#### Dataset records

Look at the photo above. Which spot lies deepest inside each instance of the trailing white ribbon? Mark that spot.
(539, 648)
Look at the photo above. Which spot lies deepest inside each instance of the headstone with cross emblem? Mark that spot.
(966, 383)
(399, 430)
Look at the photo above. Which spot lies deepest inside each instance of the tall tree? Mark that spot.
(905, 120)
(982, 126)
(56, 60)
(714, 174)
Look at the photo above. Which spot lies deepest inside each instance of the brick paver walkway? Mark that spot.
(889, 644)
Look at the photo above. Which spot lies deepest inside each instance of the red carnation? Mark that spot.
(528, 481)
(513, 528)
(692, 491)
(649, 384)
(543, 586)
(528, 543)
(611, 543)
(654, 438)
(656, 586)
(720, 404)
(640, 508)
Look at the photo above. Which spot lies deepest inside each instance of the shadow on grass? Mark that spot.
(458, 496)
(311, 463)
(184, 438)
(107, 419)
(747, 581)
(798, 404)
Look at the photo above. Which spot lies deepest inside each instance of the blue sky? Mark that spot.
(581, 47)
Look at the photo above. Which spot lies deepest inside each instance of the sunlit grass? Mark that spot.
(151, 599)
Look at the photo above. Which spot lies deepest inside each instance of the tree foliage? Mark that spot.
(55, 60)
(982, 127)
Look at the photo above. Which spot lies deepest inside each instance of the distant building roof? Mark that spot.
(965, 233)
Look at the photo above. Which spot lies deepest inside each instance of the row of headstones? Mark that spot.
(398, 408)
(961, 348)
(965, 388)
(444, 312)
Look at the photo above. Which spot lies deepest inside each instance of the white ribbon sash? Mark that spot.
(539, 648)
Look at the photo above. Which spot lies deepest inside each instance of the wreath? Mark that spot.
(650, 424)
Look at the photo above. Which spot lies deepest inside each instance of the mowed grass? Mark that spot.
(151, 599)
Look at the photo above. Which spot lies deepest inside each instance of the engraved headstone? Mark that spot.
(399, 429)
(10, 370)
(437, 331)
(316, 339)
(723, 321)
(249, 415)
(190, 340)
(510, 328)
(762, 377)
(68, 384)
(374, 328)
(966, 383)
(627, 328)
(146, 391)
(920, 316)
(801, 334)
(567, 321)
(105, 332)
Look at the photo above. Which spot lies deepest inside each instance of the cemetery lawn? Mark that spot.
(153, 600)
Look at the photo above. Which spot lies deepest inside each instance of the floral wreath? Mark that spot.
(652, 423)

########

= What is being asked =
Rewrite all the material above, replacing every "Mark that spot" with "Place a point there" and leaving everything else unchanged.

= Full answer =
Look at the photo above. Which spot lies deepest inside each instance of the trailing white ribbon? Place a point there.
(539, 648)
Look at the photo above. Which spot lies deepest inside each instance of the headstone with cross emblem? Place a point there.
(966, 383)
(399, 430)
Look at the photo above. Which spot lies deepest inside each instance of the tall tree? Place a point there.
(905, 120)
(982, 126)
(56, 60)
(714, 174)
Look at the photo above. Which spot lies deepest inside each instance of the brick paver walkway? Place a point there.
(889, 644)
Look at the photo above. Which spot lies deepest inside each instance of the red carnation? Place a point there.
(528, 481)
(513, 528)
(692, 491)
(649, 384)
(543, 586)
(528, 543)
(611, 543)
(654, 438)
(656, 586)
(720, 404)
(640, 508)
Look at the photo above. Which spot lies deepest inside each instance of the shadow on grass? Place a point there.
(458, 496)
(311, 463)
(184, 438)
(107, 419)
(747, 581)
(798, 404)
Look at the photo above. Which spot lies deepest inside each instance of the blue sky? Place a point there.
(581, 47)
Look at the photo above. Which spot lies deepest inside each instance of the sunlit grass? Place a point there.
(151, 599)
Look at the photo above. Which spot lies deepest inside each instance of the tree foliage? Place a point there.
(55, 60)
(982, 127)
Look at the photo above. Which spot lies deepest inside each instance of the distant building roof? Place a point there.
(965, 233)
Look at the photo above. Which spot lies deepest inside each instance of the row of headstones? Place a point there.
(398, 408)
(961, 348)
(965, 388)
(444, 312)
Look at the photo above. Which spot lies deepest inside each instance of the white ribbon sash? Place a point there.
(539, 648)
Look at the photo above. Which spot lies deepest inside each instance of the wreath? Place a point there.
(650, 424)
Look at the photo above. Which spot lies deepest inside each instance of the mowed grass? Place a point there.
(151, 599)
Look at the photo above. Which spot lies deepest inside each instance of the engraved headstone? Place a point there.
(399, 429)
(10, 370)
(437, 331)
(316, 339)
(723, 321)
(249, 415)
(190, 340)
(510, 328)
(762, 377)
(68, 384)
(374, 328)
(966, 383)
(627, 328)
(146, 391)
(920, 316)
(801, 334)
(567, 321)
(105, 332)
Look at the photo above. Which spot lies deepest inside each instance of the cemetery lawn? Place a point there.
(153, 600)
Look at the photo above. Which spot lies deepest inside each instance of the floral wreath? Place a point there.
(652, 423)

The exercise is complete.